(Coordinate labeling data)
=======
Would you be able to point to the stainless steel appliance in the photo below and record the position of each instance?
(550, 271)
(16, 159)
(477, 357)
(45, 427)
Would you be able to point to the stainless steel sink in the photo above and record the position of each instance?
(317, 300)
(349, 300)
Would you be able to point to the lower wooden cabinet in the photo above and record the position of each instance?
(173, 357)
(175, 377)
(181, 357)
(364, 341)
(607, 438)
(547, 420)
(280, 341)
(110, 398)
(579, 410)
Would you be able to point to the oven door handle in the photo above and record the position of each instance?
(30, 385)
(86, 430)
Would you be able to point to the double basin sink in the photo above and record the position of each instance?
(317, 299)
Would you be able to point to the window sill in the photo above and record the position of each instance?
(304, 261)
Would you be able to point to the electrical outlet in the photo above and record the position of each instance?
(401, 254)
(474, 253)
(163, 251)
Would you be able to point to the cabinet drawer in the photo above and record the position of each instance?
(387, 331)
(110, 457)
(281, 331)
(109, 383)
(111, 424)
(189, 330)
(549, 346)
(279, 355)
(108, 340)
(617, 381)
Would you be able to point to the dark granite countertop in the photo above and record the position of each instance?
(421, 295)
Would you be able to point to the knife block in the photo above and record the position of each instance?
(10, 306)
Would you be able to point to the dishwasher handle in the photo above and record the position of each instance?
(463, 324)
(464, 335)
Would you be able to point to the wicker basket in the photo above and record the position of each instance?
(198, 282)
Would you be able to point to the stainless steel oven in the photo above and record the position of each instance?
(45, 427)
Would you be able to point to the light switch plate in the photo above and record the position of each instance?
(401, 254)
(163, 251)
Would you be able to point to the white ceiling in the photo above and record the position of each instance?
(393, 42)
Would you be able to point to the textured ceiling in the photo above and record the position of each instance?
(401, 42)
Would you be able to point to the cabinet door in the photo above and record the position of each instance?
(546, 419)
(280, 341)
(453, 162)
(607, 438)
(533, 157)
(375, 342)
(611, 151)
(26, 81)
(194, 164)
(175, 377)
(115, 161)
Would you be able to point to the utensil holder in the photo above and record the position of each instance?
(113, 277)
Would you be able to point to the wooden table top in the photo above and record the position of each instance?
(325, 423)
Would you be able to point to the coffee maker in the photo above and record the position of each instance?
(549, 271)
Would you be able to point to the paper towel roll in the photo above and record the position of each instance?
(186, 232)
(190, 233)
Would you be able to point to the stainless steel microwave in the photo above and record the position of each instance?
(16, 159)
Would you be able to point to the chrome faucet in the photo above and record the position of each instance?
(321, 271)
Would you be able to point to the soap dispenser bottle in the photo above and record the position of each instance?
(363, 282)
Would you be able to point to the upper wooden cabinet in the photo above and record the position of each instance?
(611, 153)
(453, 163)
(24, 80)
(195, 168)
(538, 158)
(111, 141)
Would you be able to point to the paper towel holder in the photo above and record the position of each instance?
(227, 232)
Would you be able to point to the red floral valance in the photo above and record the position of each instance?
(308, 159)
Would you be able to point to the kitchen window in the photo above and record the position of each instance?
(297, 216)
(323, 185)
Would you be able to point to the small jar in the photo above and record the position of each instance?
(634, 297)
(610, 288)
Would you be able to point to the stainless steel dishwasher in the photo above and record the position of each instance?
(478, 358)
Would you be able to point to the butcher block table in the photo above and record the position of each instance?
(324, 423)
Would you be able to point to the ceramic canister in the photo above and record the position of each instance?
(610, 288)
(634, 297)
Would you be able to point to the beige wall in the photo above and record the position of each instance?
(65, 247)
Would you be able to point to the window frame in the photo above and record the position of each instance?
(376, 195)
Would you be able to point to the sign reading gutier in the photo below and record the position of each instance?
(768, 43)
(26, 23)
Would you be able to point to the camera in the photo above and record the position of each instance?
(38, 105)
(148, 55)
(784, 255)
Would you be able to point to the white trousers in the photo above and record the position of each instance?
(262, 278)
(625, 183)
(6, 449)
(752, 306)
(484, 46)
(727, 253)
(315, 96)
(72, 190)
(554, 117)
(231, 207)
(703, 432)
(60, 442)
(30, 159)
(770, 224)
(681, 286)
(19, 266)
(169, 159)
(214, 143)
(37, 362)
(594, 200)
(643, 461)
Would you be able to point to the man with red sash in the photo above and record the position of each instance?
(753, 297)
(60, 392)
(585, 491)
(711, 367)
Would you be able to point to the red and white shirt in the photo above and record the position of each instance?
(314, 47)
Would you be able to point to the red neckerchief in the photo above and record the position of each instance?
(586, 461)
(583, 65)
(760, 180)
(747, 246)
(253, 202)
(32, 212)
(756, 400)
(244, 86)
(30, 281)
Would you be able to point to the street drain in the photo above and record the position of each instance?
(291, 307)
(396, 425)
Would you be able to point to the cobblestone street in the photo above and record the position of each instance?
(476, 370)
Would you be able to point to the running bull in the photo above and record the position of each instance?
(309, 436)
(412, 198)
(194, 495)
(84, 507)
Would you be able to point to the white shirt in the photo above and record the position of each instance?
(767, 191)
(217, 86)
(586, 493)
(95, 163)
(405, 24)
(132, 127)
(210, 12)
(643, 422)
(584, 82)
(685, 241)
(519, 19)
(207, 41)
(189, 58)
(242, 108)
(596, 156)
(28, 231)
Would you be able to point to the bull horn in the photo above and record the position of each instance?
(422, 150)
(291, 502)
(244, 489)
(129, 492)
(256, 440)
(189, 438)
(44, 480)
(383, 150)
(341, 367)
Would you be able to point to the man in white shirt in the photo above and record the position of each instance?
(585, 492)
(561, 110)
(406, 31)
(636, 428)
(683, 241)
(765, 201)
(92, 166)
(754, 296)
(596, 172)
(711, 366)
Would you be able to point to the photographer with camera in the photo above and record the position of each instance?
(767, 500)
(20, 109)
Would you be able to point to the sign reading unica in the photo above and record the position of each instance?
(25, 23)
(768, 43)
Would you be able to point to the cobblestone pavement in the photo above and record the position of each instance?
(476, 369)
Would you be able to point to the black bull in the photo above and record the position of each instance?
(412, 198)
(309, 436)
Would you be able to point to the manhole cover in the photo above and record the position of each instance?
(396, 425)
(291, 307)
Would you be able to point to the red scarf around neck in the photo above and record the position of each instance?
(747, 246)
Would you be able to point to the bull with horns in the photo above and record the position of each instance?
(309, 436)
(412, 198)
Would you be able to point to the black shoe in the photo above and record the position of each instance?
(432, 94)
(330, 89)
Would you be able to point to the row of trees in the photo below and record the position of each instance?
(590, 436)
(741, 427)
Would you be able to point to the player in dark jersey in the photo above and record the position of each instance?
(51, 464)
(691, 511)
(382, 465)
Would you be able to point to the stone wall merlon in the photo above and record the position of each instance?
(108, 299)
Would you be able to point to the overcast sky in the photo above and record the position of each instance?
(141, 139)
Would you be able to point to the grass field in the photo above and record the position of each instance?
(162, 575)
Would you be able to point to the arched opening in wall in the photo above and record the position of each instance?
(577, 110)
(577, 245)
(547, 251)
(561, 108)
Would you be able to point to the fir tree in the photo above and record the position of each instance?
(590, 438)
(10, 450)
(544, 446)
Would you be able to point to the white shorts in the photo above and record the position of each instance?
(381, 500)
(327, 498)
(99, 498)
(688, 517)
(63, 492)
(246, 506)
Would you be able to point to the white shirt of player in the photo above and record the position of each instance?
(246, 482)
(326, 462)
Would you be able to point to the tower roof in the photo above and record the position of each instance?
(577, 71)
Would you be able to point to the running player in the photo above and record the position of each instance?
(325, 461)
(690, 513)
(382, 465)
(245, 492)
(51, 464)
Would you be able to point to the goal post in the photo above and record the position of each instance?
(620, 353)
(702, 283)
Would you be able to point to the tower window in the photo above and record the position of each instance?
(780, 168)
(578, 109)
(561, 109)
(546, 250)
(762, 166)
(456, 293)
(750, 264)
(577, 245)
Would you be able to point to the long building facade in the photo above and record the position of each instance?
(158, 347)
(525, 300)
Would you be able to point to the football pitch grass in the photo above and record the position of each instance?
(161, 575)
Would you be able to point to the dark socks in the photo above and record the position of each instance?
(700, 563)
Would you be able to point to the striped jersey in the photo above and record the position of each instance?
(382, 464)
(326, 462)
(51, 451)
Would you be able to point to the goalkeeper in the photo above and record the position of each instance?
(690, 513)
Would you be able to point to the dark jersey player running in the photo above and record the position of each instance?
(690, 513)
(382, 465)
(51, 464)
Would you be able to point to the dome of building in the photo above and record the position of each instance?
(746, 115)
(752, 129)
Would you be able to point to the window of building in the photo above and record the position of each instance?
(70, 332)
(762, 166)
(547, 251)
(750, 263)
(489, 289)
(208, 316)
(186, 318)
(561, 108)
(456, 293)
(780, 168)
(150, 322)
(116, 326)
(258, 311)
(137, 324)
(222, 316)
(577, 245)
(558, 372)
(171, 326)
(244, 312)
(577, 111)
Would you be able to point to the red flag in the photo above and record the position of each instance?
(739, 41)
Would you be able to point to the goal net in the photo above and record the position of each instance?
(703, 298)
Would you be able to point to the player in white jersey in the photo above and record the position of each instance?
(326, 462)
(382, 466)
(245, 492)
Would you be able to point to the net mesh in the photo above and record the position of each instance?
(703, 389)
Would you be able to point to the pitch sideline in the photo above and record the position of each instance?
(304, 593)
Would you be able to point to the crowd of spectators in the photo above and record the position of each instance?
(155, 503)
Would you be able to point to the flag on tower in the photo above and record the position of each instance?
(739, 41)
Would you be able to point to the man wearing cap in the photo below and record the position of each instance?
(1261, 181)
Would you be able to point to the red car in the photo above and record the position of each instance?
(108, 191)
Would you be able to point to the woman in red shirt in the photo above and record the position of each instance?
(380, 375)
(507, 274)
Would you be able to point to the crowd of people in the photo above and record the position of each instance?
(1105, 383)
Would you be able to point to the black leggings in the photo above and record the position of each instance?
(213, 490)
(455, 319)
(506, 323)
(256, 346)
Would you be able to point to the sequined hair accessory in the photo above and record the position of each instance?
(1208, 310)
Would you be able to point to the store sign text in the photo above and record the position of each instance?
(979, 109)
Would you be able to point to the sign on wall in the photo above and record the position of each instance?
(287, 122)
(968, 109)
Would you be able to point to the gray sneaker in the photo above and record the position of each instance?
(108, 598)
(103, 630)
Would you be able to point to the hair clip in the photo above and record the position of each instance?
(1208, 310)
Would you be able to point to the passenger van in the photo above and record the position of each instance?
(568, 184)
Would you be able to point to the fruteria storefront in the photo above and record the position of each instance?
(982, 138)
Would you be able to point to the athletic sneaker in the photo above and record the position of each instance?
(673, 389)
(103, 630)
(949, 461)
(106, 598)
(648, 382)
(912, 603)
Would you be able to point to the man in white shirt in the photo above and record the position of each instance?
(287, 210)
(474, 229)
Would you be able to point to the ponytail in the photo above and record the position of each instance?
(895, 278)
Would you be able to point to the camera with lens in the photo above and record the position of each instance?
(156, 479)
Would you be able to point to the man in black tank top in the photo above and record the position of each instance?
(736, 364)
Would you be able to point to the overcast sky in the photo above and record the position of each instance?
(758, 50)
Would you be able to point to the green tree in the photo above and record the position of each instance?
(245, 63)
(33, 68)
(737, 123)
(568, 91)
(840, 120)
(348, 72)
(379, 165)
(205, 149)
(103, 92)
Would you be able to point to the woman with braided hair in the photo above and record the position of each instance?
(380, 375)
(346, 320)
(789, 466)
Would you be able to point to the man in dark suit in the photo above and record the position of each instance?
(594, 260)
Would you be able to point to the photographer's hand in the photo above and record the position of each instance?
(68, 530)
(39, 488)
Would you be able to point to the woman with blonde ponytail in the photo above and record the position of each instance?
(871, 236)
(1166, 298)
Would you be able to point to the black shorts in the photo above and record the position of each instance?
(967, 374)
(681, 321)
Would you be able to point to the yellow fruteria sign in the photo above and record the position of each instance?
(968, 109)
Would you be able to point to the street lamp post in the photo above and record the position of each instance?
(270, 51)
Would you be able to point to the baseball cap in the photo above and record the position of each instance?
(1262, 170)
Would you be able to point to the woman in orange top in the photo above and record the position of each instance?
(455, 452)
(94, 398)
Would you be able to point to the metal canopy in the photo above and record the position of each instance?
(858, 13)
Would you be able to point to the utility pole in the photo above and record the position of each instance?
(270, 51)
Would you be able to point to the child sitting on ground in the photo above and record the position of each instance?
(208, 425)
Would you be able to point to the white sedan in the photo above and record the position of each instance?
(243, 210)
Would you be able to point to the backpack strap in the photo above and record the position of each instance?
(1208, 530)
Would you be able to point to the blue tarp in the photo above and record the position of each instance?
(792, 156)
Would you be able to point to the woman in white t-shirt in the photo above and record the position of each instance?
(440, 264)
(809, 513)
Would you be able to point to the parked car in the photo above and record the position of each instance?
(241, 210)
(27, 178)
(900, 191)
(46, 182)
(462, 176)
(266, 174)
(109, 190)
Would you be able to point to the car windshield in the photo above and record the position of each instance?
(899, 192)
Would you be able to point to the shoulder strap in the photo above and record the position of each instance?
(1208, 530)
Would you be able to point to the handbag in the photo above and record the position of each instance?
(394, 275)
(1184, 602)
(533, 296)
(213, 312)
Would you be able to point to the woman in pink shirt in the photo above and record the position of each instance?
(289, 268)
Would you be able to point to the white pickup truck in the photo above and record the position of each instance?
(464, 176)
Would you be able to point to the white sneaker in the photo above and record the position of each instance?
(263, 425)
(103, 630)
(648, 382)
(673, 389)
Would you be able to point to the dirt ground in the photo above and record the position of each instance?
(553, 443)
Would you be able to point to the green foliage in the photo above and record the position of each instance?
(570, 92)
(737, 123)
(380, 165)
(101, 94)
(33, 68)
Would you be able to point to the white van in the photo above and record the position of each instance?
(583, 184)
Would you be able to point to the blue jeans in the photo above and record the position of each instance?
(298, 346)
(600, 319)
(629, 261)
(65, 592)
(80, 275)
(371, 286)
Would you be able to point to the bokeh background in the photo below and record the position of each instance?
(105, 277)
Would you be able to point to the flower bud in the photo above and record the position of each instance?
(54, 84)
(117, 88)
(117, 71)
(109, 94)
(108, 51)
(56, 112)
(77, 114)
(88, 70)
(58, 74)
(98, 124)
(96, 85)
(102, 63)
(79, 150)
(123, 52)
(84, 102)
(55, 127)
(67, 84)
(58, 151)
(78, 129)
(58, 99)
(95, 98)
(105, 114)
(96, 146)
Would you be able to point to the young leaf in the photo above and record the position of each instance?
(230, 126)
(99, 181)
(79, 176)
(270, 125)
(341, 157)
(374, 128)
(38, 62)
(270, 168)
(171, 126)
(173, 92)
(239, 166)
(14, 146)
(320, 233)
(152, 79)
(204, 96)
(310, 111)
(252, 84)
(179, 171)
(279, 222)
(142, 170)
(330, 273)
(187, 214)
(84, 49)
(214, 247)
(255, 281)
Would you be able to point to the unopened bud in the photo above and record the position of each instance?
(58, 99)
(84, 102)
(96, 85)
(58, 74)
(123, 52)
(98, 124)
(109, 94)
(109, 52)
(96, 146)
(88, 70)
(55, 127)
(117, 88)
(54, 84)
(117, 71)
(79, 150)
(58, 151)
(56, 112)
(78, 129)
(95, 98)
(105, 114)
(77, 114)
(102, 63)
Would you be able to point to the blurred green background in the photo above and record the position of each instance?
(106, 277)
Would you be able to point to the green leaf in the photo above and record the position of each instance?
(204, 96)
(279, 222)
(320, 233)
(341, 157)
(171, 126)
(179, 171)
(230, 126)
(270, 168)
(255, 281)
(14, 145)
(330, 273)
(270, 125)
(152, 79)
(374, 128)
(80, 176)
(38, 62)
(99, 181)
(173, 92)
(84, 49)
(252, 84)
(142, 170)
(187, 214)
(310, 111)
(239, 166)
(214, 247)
=======
- WHAT YOU HAVE TO DO:
Convert the lines of the entries above, from the line containing "Would you be able to point to the white van" through the end of the entries, inclusive, into a JSON list of strings with one string per line and blank lines omitted.

- SOLVED EXERCISE:
[
  "Would you be able to point to the white van in the photo above and record the position of each instance?",
  "(583, 184)",
  "Would you be able to point to the blue jeans in the photo above and record the position of each instance?",
  "(298, 346)",
  "(600, 319)",
  "(629, 261)",
  "(65, 592)",
  "(80, 275)",
  "(371, 286)",
  "Would you be able to point to the bokeh background in the photo below and record the position of each instance?",
  "(105, 277)",
  "Would you be able to point to the flower bud in the photo above and record the position of each instance?",
  "(54, 84)",
  "(117, 88)",
  "(117, 71)",
  "(109, 94)",
  "(108, 51)",
  "(56, 112)",
  "(77, 114)",
  "(88, 70)",
  "(58, 74)",
  "(98, 124)",
  "(96, 85)",
  "(102, 63)",
  "(79, 150)",
  "(123, 52)",
  "(84, 102)",
  "(55, 127)",
  "(67, 84)",
  "(58, 151)",
  "(78, 129)",
  "(58, 99)",
  "(95, 98)",
  "(105, 114)",
  "(96, 146)",
  "Would you be able to point to the young leaf in the photo above and record the position of each instance?",
  "(230, 126)",
  "(99, 181)",
  "(79, 176)",
  "(270, 125)",
  "(341, 157)",
  "(374, 128)",
  "(38, 62)",
  "(270, 168)",
  "(171, 126)",
  "(173, 92)",
  "(239, 166)",
  "(14, 146)",
  "(320, 233)",
  "(152, 79)",
  "(204, 96)",
  "(310, 111)",
  "(252, 84)",
  "(179, 171)",
  "(279, 222)",
  "(142, 170)",
  "(330, 273)",
  "(187, 214)",
  "(84, 49)",
  "(214, 247)",
  "(255, 281)",
  "Would you be able to point to the unopened bud in the photo above and record the position of each instance?",
  "(58, 99)",
  "(84, 102)",
  "(96, 85)",
  "(58, 74)",
  "(123, 52)",
  "(98, 124)",
  "(109, 94)",
  "(109, 52)",
  "(96, 146)",
  "(88, 70)",
  "(55, 127)",
  "(117, 88)",
  "(54, 84)",
  "(117, 71)",
  "(79, 150)",
  "(58, 151)",
  "(56, 112)",
  "(78, 129)",
  "(95, 98)",
  "(105, 114)",
  "(77, 114)",
  "(102, 63)",
  "Would you be able to point to the blurred green background in the photo above and record the position of each instance?",
  "(106, 277)",
  "Would you be able to point to the green leaf in the photo above and record the position of each instance?",
  "(204, 96)",
  "(279, 222)",
  "(320, 233)",
  "(341, 157)",
  "(171, 126)",
  "(179, 171)",
  "(230, 126)",
  "(270, 168)",
  "(255, 281)",
  "(14, 145)",
  "(330, 273)",
  "(270, 125)",
  "(152, 79)",
  "(374, 128)",
  "(80, 176)",
  "(38, 62)",
  "(99, 181)",
  "(173, 92)",
  "(84, 49)",
  "(252, 84)",
  "(142, 170)",
  "(187, 214)",
  "(310, 111)",
  "(239, 166)",
  "(214, 247)"
]